All lines from the one with "the form [112,529]." through the end of the records below are to be given again exactly, and nothing else.

*** Opening Given data ***

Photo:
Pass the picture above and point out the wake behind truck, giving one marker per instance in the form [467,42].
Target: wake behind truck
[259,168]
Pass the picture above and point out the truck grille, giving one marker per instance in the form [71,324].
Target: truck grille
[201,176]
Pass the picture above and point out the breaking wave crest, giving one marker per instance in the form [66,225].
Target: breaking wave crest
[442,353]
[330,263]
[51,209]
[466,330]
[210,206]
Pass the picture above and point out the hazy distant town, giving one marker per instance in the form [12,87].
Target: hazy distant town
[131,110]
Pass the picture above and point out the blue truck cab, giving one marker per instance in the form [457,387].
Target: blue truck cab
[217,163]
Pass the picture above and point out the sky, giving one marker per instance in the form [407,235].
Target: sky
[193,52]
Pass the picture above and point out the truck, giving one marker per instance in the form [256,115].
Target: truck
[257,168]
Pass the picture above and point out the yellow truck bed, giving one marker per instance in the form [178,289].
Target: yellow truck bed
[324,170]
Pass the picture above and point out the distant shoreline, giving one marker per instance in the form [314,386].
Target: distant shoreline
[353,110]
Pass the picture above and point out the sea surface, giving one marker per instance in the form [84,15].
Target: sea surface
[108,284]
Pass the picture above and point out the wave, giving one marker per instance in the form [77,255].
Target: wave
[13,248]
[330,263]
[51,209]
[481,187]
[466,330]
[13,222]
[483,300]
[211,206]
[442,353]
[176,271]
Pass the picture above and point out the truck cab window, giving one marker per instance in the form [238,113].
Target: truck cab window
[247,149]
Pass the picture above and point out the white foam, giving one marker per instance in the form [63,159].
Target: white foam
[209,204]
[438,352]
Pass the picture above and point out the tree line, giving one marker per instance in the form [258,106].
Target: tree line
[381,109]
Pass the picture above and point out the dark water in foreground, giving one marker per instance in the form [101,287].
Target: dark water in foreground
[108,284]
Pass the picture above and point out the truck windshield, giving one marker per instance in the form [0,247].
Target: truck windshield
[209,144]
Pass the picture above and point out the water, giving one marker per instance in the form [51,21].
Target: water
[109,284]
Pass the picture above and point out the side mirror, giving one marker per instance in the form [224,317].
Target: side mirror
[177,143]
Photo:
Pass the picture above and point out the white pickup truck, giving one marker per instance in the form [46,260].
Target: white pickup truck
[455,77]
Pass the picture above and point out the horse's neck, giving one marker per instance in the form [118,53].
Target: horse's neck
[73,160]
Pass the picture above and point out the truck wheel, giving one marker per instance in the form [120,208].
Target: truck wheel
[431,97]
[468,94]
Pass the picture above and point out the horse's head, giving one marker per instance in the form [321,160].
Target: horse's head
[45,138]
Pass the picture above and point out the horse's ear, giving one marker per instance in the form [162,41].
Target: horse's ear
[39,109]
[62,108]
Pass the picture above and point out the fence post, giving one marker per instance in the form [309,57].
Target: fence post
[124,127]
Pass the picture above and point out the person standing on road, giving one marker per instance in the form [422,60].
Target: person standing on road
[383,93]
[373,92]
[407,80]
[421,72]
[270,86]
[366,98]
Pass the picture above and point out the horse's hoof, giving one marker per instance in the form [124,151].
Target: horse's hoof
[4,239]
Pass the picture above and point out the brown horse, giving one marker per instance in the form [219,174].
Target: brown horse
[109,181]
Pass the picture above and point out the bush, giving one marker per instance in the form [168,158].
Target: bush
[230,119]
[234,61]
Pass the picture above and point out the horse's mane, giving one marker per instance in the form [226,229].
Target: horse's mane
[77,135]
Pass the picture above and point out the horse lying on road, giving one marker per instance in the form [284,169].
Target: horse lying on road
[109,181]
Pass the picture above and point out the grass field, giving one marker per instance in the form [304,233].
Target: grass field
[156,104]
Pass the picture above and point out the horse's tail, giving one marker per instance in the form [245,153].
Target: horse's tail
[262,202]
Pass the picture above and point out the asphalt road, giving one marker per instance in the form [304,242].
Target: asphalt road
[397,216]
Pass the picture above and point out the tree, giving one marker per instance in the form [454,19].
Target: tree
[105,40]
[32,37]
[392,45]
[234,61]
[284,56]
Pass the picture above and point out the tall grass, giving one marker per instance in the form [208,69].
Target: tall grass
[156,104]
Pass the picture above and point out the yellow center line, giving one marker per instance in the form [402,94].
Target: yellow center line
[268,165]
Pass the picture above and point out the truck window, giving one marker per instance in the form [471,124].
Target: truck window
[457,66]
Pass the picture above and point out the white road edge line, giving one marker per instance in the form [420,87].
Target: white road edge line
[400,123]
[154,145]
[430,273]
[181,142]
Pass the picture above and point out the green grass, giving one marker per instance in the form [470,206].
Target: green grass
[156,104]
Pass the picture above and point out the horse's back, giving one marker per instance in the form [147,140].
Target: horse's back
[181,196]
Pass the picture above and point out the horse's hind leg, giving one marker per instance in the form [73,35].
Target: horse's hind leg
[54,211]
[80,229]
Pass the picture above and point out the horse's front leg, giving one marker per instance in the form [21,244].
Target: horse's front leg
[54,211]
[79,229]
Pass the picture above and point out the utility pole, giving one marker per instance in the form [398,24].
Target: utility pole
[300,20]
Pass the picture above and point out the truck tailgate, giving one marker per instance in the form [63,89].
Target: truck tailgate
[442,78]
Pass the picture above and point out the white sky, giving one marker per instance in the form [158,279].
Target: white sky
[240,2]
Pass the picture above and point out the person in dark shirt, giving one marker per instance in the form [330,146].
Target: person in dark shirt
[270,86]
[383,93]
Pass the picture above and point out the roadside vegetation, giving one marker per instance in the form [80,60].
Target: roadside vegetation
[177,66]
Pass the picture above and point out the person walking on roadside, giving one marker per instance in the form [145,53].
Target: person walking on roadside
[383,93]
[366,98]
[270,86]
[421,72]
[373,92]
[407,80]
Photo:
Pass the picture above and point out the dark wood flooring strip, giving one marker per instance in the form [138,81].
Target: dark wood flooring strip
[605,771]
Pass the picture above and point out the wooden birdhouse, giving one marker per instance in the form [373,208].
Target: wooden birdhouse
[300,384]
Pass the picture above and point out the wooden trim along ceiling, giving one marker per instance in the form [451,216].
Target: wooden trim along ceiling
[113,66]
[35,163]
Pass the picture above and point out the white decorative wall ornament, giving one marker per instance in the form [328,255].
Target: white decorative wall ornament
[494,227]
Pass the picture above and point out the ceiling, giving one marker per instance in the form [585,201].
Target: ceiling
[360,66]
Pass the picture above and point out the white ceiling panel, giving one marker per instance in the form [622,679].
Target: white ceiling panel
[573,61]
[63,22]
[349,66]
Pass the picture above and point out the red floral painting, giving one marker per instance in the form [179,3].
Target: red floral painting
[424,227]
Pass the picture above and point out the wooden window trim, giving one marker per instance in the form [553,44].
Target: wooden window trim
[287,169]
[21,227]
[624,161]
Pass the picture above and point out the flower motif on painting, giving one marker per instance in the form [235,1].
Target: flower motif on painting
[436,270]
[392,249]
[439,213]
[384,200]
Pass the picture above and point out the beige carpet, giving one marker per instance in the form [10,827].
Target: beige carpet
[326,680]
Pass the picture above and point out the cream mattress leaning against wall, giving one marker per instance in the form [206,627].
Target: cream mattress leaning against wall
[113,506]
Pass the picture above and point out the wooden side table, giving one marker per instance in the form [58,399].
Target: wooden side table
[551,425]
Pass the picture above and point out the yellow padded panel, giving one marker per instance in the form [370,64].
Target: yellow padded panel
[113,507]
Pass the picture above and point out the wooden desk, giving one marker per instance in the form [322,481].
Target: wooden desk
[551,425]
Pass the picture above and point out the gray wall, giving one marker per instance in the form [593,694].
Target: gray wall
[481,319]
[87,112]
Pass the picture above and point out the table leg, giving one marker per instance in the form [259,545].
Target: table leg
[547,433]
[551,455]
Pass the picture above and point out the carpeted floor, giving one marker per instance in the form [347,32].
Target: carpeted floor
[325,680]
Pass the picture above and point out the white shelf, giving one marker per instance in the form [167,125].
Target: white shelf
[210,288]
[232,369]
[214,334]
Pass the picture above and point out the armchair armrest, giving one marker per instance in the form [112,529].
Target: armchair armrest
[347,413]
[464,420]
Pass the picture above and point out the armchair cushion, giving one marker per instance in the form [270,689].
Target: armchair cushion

*** Closing Given data ***

Your solution –
Pass the picture above and point out the armchair armrest, giving one marker per instance in the form [112,529].
Target: armchair armrest
[347,413]
[464,420]
Pass the picture above and point out the armchair cushion, giving one marker per instance in the form [270,689].
Target: armchair cushion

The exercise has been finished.